* Task objective
Output only the lines below from the one containing "In this exercise you will mark the stone" to the one containing "In this exercise you will mark the shrub", exactly as written, both ends kept.

* Records for processing
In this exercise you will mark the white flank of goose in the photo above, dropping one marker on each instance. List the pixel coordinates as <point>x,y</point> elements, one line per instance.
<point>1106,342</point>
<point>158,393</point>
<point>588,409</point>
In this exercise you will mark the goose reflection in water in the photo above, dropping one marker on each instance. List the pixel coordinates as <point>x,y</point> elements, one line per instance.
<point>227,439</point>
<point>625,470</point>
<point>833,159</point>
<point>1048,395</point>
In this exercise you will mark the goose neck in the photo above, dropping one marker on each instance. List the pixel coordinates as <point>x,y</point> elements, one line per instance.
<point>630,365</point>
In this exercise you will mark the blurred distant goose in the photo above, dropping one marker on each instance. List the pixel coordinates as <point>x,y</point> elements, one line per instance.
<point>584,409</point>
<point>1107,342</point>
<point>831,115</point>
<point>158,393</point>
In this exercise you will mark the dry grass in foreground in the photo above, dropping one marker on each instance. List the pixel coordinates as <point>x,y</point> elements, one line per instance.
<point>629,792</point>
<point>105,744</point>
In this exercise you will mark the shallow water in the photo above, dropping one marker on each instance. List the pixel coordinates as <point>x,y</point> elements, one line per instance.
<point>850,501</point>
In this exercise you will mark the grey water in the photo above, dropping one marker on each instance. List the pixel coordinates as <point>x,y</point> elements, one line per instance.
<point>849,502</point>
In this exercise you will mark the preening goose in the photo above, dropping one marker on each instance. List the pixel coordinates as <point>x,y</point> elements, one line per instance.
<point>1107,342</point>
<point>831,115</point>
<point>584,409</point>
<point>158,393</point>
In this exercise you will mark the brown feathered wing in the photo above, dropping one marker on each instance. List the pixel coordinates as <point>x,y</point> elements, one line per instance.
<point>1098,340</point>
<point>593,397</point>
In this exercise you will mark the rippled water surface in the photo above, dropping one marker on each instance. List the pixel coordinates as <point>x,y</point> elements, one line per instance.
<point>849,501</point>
==
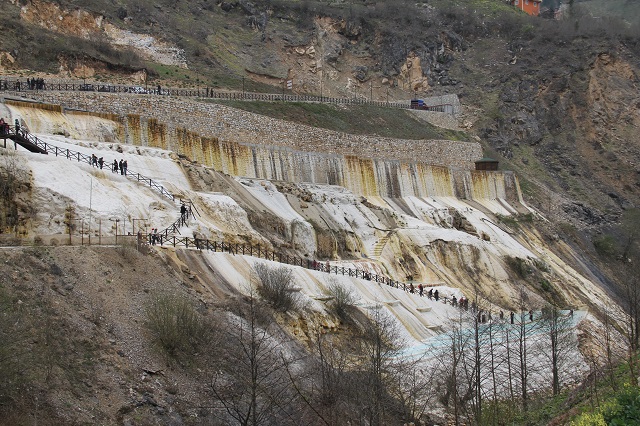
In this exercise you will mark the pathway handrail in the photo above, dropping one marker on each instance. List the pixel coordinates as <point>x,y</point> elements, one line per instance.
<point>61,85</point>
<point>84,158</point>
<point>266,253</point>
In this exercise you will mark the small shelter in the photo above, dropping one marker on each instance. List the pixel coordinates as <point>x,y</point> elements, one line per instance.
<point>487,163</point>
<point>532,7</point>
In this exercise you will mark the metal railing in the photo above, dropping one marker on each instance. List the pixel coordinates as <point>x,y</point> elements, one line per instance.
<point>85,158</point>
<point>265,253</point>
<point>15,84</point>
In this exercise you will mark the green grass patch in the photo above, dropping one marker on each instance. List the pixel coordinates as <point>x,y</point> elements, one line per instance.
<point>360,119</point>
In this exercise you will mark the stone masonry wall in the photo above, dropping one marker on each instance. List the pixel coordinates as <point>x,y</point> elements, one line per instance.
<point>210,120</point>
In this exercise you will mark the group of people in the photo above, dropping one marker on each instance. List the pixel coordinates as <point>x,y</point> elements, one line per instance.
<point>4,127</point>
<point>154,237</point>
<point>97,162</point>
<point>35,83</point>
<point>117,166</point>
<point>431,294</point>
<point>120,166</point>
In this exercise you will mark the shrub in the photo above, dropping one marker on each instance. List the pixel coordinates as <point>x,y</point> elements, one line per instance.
---
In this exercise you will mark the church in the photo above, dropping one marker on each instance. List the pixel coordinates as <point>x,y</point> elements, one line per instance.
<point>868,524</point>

* Answer space
In this exercise you will mark the stone masonry wall in the photo above, dropping one marker on each instance. List the pixel coordinates as <point>x,y</point> elements, one line per instance.
<point>210,120</point>
In this exercise you will mark the group of people in the photo above, dropping one marker on each instance. List the pixel coordinates as <point>x,y</point> elements, one line per instance.
<point>4,127</point>
<point>154,237</point>
<point>97,162</point>
<point>35,83</point>
<point>117,166</point>
<point>431,294</point>
<point>120,166</point>
In this exercise you will mark the shrub in the photo above, dropping one marker on each instance. List the pixel coordinates as <point>x,y</point> elements, one line per instance.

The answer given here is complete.